### STUDY TEXT
----------------------------------------

Parkinson’s disease (PD) is the most common neurodegenerative disease after Alzheimer’s disease, affecting approximately 4% of people over 80 years of age. Advanced age is one of the main risk factors for the development of PD. Despite this evidence, the relationship between the normal cellular / molecular alterations that accompany healthy physiological aging and the alterations that instead characterize this disease is not clear to date. Physiological aging and PD share, in fact, some important characteristics. In particular, many elderly people, even if healthy, experience a progressive decline in motor skills.

----------------------------------------

### WORK REQUEST 1
According to the Parkinson's disease passage, what share of people over 80 years of age does the disease affect?
### WORK REQUEST 2
Transcribe the Parkinson's disease passage between "Parkinson’s disease (PD)" and "in motor skills.", inclusive.
### WORK REQUEST 3
Pick up the Parkinson's disease passage after its final sentence and keep writing.
None of the data has any bearing on this.

### Saved data entries
----------------------------------------

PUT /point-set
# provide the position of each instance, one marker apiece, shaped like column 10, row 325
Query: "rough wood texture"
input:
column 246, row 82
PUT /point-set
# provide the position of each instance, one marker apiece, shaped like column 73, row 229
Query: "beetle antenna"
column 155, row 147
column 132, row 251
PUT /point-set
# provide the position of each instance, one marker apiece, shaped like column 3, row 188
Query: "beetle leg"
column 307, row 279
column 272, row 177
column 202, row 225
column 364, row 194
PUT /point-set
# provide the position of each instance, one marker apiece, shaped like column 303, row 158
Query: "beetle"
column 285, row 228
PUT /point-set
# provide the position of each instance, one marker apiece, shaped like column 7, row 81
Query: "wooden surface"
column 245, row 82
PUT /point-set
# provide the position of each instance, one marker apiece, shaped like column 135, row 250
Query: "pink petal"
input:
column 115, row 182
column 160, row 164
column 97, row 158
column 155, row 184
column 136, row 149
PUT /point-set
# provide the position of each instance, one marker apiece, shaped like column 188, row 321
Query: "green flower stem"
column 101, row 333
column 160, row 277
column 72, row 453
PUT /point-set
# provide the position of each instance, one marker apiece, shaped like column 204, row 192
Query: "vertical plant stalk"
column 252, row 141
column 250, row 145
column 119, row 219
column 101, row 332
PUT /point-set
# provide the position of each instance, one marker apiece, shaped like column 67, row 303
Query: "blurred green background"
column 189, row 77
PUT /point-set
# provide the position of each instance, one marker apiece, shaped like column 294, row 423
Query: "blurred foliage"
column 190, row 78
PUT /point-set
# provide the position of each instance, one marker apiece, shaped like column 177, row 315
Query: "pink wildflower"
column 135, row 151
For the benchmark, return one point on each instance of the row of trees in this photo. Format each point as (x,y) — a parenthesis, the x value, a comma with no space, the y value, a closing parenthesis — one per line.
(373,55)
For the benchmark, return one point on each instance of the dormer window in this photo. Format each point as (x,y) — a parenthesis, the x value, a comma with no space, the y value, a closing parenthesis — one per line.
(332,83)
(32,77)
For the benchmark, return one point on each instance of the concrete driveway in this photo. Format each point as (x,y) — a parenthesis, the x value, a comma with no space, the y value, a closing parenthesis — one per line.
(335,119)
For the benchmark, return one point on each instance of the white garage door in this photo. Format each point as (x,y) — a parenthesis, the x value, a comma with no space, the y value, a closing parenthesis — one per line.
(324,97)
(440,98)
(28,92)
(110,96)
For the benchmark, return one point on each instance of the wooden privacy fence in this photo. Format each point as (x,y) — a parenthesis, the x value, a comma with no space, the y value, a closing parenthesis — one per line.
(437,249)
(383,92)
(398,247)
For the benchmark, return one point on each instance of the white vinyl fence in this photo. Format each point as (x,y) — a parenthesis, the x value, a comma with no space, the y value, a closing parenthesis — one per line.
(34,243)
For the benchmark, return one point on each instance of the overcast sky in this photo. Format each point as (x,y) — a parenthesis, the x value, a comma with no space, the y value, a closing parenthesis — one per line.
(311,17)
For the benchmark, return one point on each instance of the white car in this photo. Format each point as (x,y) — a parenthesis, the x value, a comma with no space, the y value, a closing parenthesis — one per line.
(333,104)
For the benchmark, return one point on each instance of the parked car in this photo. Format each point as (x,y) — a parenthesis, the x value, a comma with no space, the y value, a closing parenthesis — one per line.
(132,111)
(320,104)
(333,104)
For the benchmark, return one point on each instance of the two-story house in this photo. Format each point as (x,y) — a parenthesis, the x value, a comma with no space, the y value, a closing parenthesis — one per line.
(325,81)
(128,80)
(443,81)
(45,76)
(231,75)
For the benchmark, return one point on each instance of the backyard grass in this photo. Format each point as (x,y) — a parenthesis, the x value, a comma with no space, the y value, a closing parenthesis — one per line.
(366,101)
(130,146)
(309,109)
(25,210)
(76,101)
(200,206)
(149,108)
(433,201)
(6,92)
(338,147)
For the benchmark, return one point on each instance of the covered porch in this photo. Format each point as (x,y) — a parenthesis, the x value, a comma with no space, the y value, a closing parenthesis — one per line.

----------------------------------------

### ANSWER BOX 1
Approximately 4%.

### ANSWER BOX 2
Parkinson’s disease (PD) is the most common neurodegenerative disease after Alzheimer’s disease, affecting approximately 4% of people over 80 years of age. Advanced age is one of the main risk factors for the development of PD. Despite this evidence, the relationship between the normal cellular / molecular alterations that accompany healthy physiological aging and the alterations that instead characterize this disease is not clear to date. Physiological aging and PD share, in fact, some important characteristics. In particular, many elderly people, even if healthy, experience a progressive decline in motor skills.

### ANSWER BOX 3
For this purpose, the cohorts that PROPAG-AGEING analyzed include both patients with PD and long-lived or “”ultra-long-lived”” subjects, who have undergone a healthy aging process, avoiding or post-placing the main age-associated pathologies (eg see next paragraph). Starting from these theoretical bases, the PROPAG-AGEING project set out to
– enhance the recent evidence that both physiological aging and neurodegenerative diseases are propagating phenomena, through omic measurements of the intestinal microbiota and circulating biological fluids;
– identify the combination of molecular, cellular and signaling pathways alterations that mark the transition between physiological aging and PD.
The expected outcome was to identify markers for early detection of PD (before motor symptoms occur) using whole blood or other accessible body fluids.